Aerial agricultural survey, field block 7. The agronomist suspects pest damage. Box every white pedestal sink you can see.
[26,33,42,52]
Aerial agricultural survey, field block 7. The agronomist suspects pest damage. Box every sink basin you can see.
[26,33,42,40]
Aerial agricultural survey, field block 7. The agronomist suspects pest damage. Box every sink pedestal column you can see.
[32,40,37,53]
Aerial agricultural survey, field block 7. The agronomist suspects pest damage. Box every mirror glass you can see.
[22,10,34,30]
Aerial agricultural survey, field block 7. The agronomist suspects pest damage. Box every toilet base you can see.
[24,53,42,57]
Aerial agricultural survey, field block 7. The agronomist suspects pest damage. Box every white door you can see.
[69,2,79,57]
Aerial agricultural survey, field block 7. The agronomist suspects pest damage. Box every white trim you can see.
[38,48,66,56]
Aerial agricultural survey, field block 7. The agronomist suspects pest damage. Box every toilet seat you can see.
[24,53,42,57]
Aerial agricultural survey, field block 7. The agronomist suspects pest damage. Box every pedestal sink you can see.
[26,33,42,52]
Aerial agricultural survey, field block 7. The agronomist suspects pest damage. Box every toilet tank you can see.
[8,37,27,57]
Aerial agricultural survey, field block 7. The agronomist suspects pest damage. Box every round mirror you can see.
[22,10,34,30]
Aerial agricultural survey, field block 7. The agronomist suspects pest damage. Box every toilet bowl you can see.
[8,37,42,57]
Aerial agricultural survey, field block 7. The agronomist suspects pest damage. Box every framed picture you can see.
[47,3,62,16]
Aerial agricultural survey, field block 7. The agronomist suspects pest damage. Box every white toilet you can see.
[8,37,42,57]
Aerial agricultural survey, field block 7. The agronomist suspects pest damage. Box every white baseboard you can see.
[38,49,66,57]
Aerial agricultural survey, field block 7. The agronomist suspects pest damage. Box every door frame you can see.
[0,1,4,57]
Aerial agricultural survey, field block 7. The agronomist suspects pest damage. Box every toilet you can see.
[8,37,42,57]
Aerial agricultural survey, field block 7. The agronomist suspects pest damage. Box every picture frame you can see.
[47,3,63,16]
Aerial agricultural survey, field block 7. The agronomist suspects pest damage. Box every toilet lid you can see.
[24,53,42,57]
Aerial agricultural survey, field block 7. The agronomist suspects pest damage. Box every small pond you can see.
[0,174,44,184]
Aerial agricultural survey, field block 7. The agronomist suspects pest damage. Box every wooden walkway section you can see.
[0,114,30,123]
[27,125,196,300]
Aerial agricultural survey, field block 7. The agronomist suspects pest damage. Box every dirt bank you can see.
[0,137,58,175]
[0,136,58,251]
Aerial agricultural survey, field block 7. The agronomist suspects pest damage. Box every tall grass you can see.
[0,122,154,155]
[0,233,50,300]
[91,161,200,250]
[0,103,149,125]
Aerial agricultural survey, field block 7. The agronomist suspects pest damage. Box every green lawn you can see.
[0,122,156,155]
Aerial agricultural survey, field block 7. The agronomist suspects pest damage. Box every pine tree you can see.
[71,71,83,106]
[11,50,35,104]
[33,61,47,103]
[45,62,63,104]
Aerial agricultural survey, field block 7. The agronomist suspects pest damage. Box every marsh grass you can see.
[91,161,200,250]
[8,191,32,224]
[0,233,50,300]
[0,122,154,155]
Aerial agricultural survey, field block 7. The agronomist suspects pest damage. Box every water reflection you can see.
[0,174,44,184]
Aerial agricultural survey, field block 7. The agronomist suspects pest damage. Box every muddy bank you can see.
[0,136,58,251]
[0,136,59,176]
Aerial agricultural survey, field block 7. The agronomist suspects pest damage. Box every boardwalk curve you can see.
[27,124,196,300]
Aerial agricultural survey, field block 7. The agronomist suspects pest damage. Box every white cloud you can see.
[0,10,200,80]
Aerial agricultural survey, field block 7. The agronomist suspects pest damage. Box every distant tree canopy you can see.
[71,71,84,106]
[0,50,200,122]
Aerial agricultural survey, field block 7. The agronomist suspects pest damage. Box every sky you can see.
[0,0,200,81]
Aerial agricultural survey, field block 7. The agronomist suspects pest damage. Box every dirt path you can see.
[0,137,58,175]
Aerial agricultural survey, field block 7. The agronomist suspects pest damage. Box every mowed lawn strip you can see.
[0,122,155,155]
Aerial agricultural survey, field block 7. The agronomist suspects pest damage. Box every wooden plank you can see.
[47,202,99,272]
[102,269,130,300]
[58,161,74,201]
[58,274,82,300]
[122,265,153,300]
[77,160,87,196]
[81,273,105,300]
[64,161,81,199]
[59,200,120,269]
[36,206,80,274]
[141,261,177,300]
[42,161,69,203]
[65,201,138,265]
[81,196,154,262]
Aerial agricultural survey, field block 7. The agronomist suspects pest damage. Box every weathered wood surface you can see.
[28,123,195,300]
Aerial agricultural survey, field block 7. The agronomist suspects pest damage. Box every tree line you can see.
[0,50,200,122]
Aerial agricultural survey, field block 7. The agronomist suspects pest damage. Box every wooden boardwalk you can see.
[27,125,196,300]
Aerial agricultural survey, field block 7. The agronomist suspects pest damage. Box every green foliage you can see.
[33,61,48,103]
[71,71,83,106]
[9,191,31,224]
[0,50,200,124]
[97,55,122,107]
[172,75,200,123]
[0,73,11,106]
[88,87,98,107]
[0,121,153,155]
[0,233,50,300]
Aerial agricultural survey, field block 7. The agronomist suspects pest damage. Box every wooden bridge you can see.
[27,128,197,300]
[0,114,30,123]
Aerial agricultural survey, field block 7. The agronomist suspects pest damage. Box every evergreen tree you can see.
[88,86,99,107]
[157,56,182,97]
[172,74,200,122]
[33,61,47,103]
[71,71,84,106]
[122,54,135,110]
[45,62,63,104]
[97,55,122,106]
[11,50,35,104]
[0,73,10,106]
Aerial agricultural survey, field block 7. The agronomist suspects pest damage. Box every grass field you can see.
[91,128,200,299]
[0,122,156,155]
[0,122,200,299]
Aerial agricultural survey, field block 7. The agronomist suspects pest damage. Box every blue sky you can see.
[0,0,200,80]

────────────────

- GIVEN PROBLEM -
Please render all of the material above as a JSON list of strings, with one string per line and blank lines left out.

- SOLUTION TO THIS EXERCISE -
[
  "Aerial agricultural survey, field block 7. The agronomist suspects pest damage. Box every white pedestal sink you can see.",
  "[26,33,42,52]",
  "Aerial agricultural survey, field block 7. The agronomist suspects pest damage. Box every sink basin you can see.",
  "[26,33,42,40]",
  "Aerial agricultural survey, field block 7. The agronomist suspects pest damage. Box every sink pedestal column you can see.",
  "[32,40,37,53]",
  "Aerial agricultural survey, field block 7. The agronomist suspects pest damage. Box every mirror glass you can see.",
  "[22,10,34,30]",
  "Aerial agricultural survey, field block 7. The agronomist suspects pest damage. Box every toilet base you can see.",
  "[24,53,42,57]",
  "Aerial agricultural survey, field block 7. The agronomist suspects pest damage. Box every white door you can see.",
  "[69,2,79,57]",
  "Aerial agricultural survey, field block 7. The agronomist suspects pest damage. Box every white trim you can see.",
  "[38,48,66,56]",
  "Aerial agricultural survey, field block 7. The agronomist suspects pest damage. Box every toilet seat you can see.",
  "[24,53,42,57]",
  "Aerial agricultural survey, field block 7. The agronomist suspects pest damage. Box every pedestal sink you can see.",
  "[26,33,42,52]",
  "Aerial agricultural survey, field block 7. The agronomist suspects pest damage. Box every toilet tank you can see.",
  "[8,37,27,57]",
  "Aerial agricultural survey, field block 7. The agronomist suspects pest damage. Box every round mirror you can see.",
  "[22,10,34,30]",
  "Aerial agricultural survey, field block 7. The agronomist suspects pest damage. Box every toilet bowl you can see.",
  "[8,37,42,57]",
  "Aerial agricultural survey, field block 7. The agronomist suspects pest damage. Box every framed picture you can see.",
  "[47,3,62,16]",
  "Aerial agricultural survey, field block 7. The agronomist suspects pest damage. Box every white toilet you can see.",
  "[8,37,42,57]",
  "Aerial agricultural survey, field block 7. The agronomist suspects pest damage. Box every white baseboard you can see.",
  "[38,49,66,57]",
  "Aerial agricultural survey, field block 7. The agronomist suspects pest damage. Box every door frame you can see.",
  "[0,1,4,57]",
  "Aerial agricultural survey, field block 7. The agronomist suspects pest damage. Box every toilet you can see.",
  "[8,37,42,57]",
  "Aerial agricultural survey, field block 7. The agronomist suspects pest damage. Box every picture frame you can see.",
  "[47,3,63,16]",
  "Aerial agricultural survey, field block 7. The agronomist suspects pest damage. Box every toilet lid you can see.",
  "[24,53,42,57]",
  "Aerial agricultural survey, field block 7. The agronomist suspects pest damage. Box every small pond you can see.",
  "[0,174,44,184]",
  "Aerial agricultural survey, field block 7. The agronomist suspects pest damage. Box every wooden walkway section you can see.",
  "[0,114,30,123]",
  "[27,125,196,300]",
  "Aerial agricultural survey, field block 7. The agronomist suspects pest damage. Box every dirt bank you can see.",
  "[0,137,58,175]",
  "[0,136,58,251]",
  "Aerial agricultural survey, field block 7. The agronomist suspects pest damage. Box every tall grass you can see.",
  "[0,122,154,155]",
  "[0,233,50,300]",
  "[91,161,200,250]",
  "[0,103,149,125]",
  "Aerial agricultural survey, field block 7. The agronomist suspects pest damage. Box every green lawn you can see.",
  "[0,122,156,155]",
  "Aerial agricultural survey, field block 7. The agronomist suspects pest damage. Box every pine tree you can see.",
  "[71,71,83,106]",
  "[11,50,35,104]",
  "[33,61,47,103]",
  "[45,62,63,104]",
  "Aerial agricultural survey, field block 7. The agronomist suspects pest damage. Box every marsh grass you can see.",
  "[91,161,200,250]",
  "[8,191,32,224]",
  "[0,233,50,300]",
  "[0,122,154,155]",
  "Aerial agricultural survey, field block 7. The agronomist suspects pest damage. Box every water reflection you can see.",
  "[0,174,44,184]",
  "Aerial agricultural survey, field block 7. The agronomist suspects pest damage. Box every muddy bank you can see.",
  "[0,136,58,251]",
  "[0,136,59,176]",
  "Aerial agricultural survey, field block 7. The agronomist suspects pest damage. Box every boardwalk curve you can see.",
  "[27,124,196,300]",
  "Aerial agricultural survey, field block 7. The agronomist suspects pest damage. Box every white cloud you can see.",
  "[0,10,200,80]",
  "Aerial agricultural survey, field block 7. The agronomist suspects pest damage. Box every distant tree canopy you can see.",
  "[71,71,84,106]",
  "[0,50,200,122]",
  "Aerial agricultural survey, field block 7. The agronomist suspects pest damage. Box every sky you can see.",
  "[0,0,200,81]",
  "Aerial agricultural survey, field block 7. The agronomist suspects pest damage. Box every dirt path you can see.",
  "[0,137,58,175]",
  "Aerial agricultural survey, field block 7. The agronomist suspects pest damage. Box every mowed lawn strip you can see.",
  "[0,122,155,155]",
  "Aerial agricultural survey, field block 7. The agronomist suspects pest damage. Box every wooden plank you can see.",
  "[47,202,99,272]",
  "[102,269,130,300]",
  "[58,161,74,201]",
  "[58,274,82,300]",
  "[122,265,153,300]",
  "[77,160,87,196]",
  "[81,273,105,300]",
  "[64,161,81,199]",
  "[59,200,120,269]",
  "[36,206,80,274]",
  "[141,261,177,300]",
  "[42,161,69,203]",
  "[65,201,138,265]",
  "[81,196,154,262]",
  "Aerial agricultural survey, field block 7. The agronomist suspects pest damage. Box every weathered wood surface you can see.",
  "[28,123,195,300]",
  "Aerial agricultural survey, field block 7. The agronomist suspects pest damage. Box every tree line you can see.",
  "[0,50,200,122]",
  "Aerial agricultural survey, field block 7. The agronomist suspects pest damage. Box every wooden boardwalk you can see.",
  "[27,125,196,300]",
  "Aerial agricultural survey, field block 7. The agronomist suspects pest damage. Box every green foliage you can see.",
  "[33,61,48,103]",
  "[71,71,83,106]",
  "[9,191,31,224]",
  "[0,50,200,124]",
  "[97,55,122,107]",
  "[172,75,200,123]",
  "[0,73,11,106]",
  "[88,87,98,107]",
  "[0,121,153,155]",
  "[0,233,50,300]",
  "Aerial agricultural survey, field block 7. The agronomist suspects pest damage. Box every wooden bridge you can see.",
  "[27,128,197,300]",
  "[0,114,30,123]",
  "Aerial agricultural survey, field block 7. The agronomist suspects pest damage. Box every evergreen tree you can see.",
  "[88,86,99,107]",
  "[157,56,182,97]",
  "[172,74,200,122]",
  "[33,61,47,103]",
  "[71,71,84,106]",
  "[122,54,135,110]",
  "[45,62,63,104]",
  "[97,55,122,106]",
  "[11,50,35,104]",
  "[0,73,10,106]",
  "Aerial agricultural survey, field block 7. The agronomist suspects pest damage. Box every grass field you can see.",
  "[91,128,200,299]",
  "[0,122,156,155]",
  "[0,122,200,299]",
  "Aerial agricultural survey, field block 7. The agronomist suspects pest damage. Box every blue sky you can see.",
  "[0,0,200,80]"
]